WHAT YOU WILL DO:
In the answer, each entry below appears exactly as given, and no picture appears at all.

================

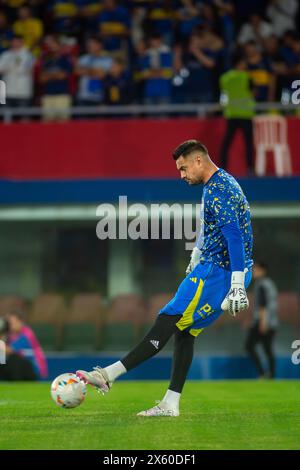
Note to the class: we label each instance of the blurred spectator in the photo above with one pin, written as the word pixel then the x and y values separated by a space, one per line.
pixel 255 30
pixel 55 76
pixel 188 17
pixel 260 71
pixel 30 28
pixel 160 19
pixel 238 102
pixel 138 76
pixel 200 59
pixel 282 14
pixel 275 58
pixel 23 340
pixel 114 25
pixel 225 10
pixel 16 68
pixel 92 68
pixel 11 7
pixel 6 33
pixel 291 53
pixel 89 12
pixel 65 15
pixel 156 68
pixel 16 367
pixel 265 320
pixel 117 84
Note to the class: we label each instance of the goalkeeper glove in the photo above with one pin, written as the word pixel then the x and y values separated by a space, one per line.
pixel 195 258
pixel 236 299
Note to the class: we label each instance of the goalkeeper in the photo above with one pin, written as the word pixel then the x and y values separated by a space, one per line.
pixel 216 279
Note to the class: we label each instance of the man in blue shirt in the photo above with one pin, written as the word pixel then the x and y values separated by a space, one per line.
pixel 216 278
pixel 55 76
pixel 92 69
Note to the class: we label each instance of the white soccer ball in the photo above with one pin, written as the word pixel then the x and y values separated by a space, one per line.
pixel 68 391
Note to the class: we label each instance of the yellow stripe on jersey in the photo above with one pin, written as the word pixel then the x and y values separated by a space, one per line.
pixel 195 332
pixel 187 317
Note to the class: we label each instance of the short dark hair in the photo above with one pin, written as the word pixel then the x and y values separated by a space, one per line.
pixel 188 147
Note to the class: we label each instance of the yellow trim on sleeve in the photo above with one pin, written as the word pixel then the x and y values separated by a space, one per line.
pixel 187 317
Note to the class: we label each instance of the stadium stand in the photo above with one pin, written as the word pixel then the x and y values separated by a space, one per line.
pixel 162 51
pixel 83 321
pixel 46 316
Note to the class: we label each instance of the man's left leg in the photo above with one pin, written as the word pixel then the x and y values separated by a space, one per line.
pixel 154 341
pixel 182 359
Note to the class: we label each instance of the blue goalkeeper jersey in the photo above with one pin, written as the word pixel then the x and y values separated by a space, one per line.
pixel 223 202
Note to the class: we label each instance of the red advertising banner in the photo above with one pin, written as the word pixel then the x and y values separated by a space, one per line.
pixel 116 148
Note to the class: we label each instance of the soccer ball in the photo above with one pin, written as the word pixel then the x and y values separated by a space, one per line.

================

ANSWER TO THE PROBLEM:
Note to the class: we label each instance of the blurred spectator in the photo above with one pin, written as the word pixel then the x and y values separated by a space, one per line.
pixel 255 30
pixel 55 76
pixel 188 17
pixel 260 71
pixel 30 28
pixel 160 19
pixel 238 102
pixel 138 76
pixel 200 59
pixel 282 14
pixel 275 58
pixel 23 340
pixel 114 25
pixel 225 10
pixel 16 68
pixel 92 68
pixel 11 7
pixel 6 33
pixel 291 53
pixel 89 12
pixel 65 15
pixel 156 68
pixel 16 367
pixel 265 320
pixel 117 84
Note to the class: we label each instance of the goalkeeper glove in the photo above with one pin, written as the word pixel then the x and y values separated by a space, one per line.
pixel 195 258
pixel 236 299
Note to the class: we label each instance of the goalkeeper in the photo above with one pin, written as the word pixel then the x and y values separated by a space, one per line.
pixel 216 279
Note to the class: we label each instance of the man in blue shirt in the photo above with one pin, written as the word pixel then the x and y values separated by a space, one per line.
pixel 216 278
pixel 55 76
pixel 92 69
Note to the class: we label each instance of the white soccer ball in the photo above with one pin, written as the word pixel then the x and y values separated by a space, one per line.
pixel 68 391
Note to the class: we label each instance of the yellow stripe on jersey in the photo above with one pin, written as the word pixel then the x and y values separated by a space, one per line.
pixel 195 332
pixel 187 317
Note to the class: we label each instance of the short dark hair in the photo above with one pin, written as the word pixel then the x and y values separated by a space, one per line.
pixel 188 147
Note to the class: we label each instance of the yellow trim on sleeve in the photo above with one pin, written as the word pixel then the x and y values separated by a space, one per line.
pixel 187 317
Note to the class: we label each instance of the stadium stand in the photo above with one pin, written as the word pixel then the x and y values separated by a space, one per line.
pixel 162 51
pixel 83 321
pixel 46 316
Note to the class: we label each instance of the man's left leg in the photo above with one pin, written as the word pixel then the x and y values separated by a space, one per line.
pixel 154 341
pixel 182 359
Note to the class: we label each instance of the blue goalkeeper jersey in the photo above with one pin, written as the word pixel then the x and y values separated by a space, one per line.
pixel 223 202
Note to the class: we label each instance of the red advertising banner in the photo above with one pin, written as the word pixel then the x and y values separated by a space, one per line.
pixel 116 148
Note to the class: we label each instance of the soccer ball in the photo above with one pin, written as the word pixel then the x and y values separated by a space, one per line.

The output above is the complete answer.